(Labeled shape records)
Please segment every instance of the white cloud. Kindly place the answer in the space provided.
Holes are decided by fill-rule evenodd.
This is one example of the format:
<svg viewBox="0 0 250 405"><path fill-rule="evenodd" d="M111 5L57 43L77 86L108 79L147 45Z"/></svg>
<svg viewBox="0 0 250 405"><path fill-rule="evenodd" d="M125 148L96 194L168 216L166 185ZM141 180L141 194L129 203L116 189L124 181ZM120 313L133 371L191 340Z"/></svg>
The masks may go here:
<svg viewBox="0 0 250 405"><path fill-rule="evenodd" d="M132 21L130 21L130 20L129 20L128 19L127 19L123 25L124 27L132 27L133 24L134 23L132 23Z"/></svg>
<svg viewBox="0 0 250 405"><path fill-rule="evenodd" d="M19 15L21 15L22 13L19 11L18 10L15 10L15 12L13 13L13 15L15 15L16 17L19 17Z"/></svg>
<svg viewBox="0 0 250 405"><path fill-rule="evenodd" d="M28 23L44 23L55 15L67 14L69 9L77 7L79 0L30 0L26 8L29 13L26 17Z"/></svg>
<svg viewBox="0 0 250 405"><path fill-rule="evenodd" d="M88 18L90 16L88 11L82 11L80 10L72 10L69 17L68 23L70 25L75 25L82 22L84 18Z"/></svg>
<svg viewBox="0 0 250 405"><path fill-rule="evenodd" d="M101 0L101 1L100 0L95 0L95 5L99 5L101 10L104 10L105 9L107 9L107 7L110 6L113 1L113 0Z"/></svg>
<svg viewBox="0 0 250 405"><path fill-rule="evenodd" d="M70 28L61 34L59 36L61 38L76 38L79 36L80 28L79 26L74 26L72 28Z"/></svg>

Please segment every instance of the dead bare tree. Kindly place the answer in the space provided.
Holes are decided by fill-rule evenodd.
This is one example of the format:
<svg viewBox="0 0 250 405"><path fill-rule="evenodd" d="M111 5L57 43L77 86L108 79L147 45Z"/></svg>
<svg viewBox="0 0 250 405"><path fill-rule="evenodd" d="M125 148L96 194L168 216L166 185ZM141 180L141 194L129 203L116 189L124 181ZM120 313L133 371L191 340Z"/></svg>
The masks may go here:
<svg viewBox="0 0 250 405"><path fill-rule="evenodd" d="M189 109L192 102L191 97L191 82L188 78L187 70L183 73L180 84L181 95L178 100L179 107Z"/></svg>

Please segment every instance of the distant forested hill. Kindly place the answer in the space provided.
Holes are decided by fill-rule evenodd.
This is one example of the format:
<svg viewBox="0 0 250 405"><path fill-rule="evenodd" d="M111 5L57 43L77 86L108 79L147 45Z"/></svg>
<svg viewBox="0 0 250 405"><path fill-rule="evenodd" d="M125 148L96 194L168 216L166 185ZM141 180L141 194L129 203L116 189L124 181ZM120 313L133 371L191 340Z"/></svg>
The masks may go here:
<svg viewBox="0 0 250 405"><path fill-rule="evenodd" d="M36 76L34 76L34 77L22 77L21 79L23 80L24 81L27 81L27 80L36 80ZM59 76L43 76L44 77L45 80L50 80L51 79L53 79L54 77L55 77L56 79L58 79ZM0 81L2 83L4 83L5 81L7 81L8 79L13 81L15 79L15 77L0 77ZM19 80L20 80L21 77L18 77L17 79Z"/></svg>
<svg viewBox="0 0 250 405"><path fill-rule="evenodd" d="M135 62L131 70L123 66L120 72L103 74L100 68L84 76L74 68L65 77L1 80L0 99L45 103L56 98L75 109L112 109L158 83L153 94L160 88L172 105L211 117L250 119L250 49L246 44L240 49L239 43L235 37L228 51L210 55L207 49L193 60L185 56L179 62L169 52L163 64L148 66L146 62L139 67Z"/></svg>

**Directive**
Copy out everything in the records from the line containing "Please segment every instance of the distant" down to the line containing "76L34 76L34 77L22", keeping both of those lines.

**Complete answer**
Please segment every instance of the distant forested hill. Kindly place the answer in the space provided.
Holes are decided by fill-rule evenodd.
This is one example of the format:
<svg viewBox="0 0 250 405"><path fill-rule="evenodd" d="M111 5L57 43L77 86L108 79L147 45Z"/></svg>
<svg viewBox="0 0 250 405"><path fill-rule="evenodd" d="M125 148L96 194L168 216L166 185ZM141 180L141 194L129 203L116 189L124 181ZM120 313L133 371L191 340Z"/></svg>
The masks may go here:
<svg viewBox="0 0 250 405"><path fill-rule="evenodd" d="M36 76L34 76L34 77L22 77L21 79L23 80L24 81L27 81L27 80L36 80ZM59 76L43 76L44 77L45 80L50 80L51 79L53 79L54 77L55 77L56 79L58 79ZM0 81L2 83L4 83L5 81L7 81L8 79L13 81L15 79L15 77L0 77ZM19 80L20 80L21 77L18 77L17 79Z"/></svg>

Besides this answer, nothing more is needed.